» Requirement
Reproduce, word for word, the stretch from "Learning how to" through "to his meetings." in the passage below on Buddhist-based addiction recovery.

START Text passage

Learning how to recognize this discomfort as fleeting “keeps you from going into full-blown panic mode,” John said, adding that this tendency to fill the void with overthinking is part of why so many addicts suffer from low self-worth, and feel they don’t deserve to find happiness.
Levine’s work has helped John come to the conclusion that “the fact that you exist gives you the right to be happy,” and that one way to move toward happiness is simply “to learn how to be a good person.”
Like Mike, he bristled at some of the religious overtones of traditional 12-step programs. And he’s no stranger to those, either: When John was growing up, his father was in recovery and would bring John along to his meetings.
“I remember sitting there as a kid and just thinking, ‘Oh my God, this is so boring,’ ” he said. “Maybe that’s why I didn’t get that much out of it later.”
Noting that most of the AA programs he’s been to tend to be attended by older folks, Refuge Recovery has a “more universal appeal” because it’s explicitly non-authoritative and non-theistic, and because, as John put it, “someone has to say it: It’s more hip.”
It may be hip, but Levine was not the first American to suggest that Buddhist practices could help people dealing with addiction.
The notion reaches back to the 1970s and ’80s, when the MIT-trained scientist Jon Kabat-Zinn created the Mindfulness-Based Stress Reduction program, which was pretty much what it sounds like. Though he’d studied meditation with some well-known monks, including the Buddhist leader and activist Thich Nhat Hanh, Kabat-Zinn’s program removed mindfulness from its historical and cultural roots.
Instead, he began studying it from a purely clinical perspective. An offshoot of that program, called mindfulness-based relapse prevention or MBRP, sprouted up at the University of Washington soon thereafter. MBRP is now an established research niche.
A phone interview with Hedy Kober, who runs the Clinical and Affective Neuroscience Lab at Yale and conducts research on meditation and substance use disorders, helped shed some light on how and why these Buddhist-based practices can help people like John, Mark and Lowndes.
In part, it’s because of the way meditation acts on areas of brain involved with one of the most common reasons for relapse: stress and craving.
Researchers have found that people who’d completed an eight-week program in mindfulness-based stress reduction also underwent physical changes in their brains. The amygdala, a part of the brain that plays an important role in regulating fear and anxiety, got smaller — a change that correlates with reduced stress levels. Other areas of the brain, such as those involved in cognition, emotional regulation and empathy, thickened over the course of the program.
And craving is closely tied to the parts of the brain involved in reward-seeking. Mindfulness exercises have been shown to reduce activity in some of these areas, thereby helping to mitigate the cravings that drive so many addictive tendencies.
“(Being mindful) teaches you to notice your craving without judging yourself and going into the whole ‘oh my god this is so bad,’ and makes it easier not to act on that feeling,” she said. “You recognize that the feeling rises, rises, but eventually it falls if you just let it be.”
This has proven invaluable for Judi, who is new to sobriety and has gone to a few Refuge Recovery meetings at Turning Point so far.

END Text passage
START Information supplied

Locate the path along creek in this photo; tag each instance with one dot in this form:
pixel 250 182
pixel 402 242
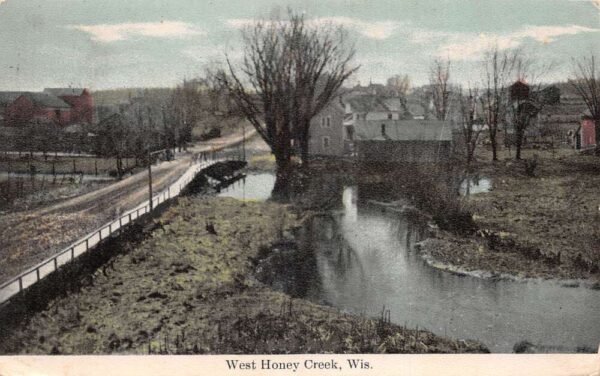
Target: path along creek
pixel 359 259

END Information supplied

» Answer space
Learning how to recognize this discomfort as fleeting “keeps you from going into full-blown panic mode,” John said, adding that this tendency to fill the void with overthinking is part of why so many addicts suffer from low self-worth, and feel they don’t deserve to find happiness.
Levine’s work has helped John come to the conclusion that “the fact that you exist gives you the right to be happy,” and that one way to move toward happiness is simply “to learn how to be a good person.”
Like Mike, he bristled at some of the religious overtones of traditional 12-step programs. And he’s no stranger to those, either: When John was growing up, his father was in recovery and would bring John along to his meetings.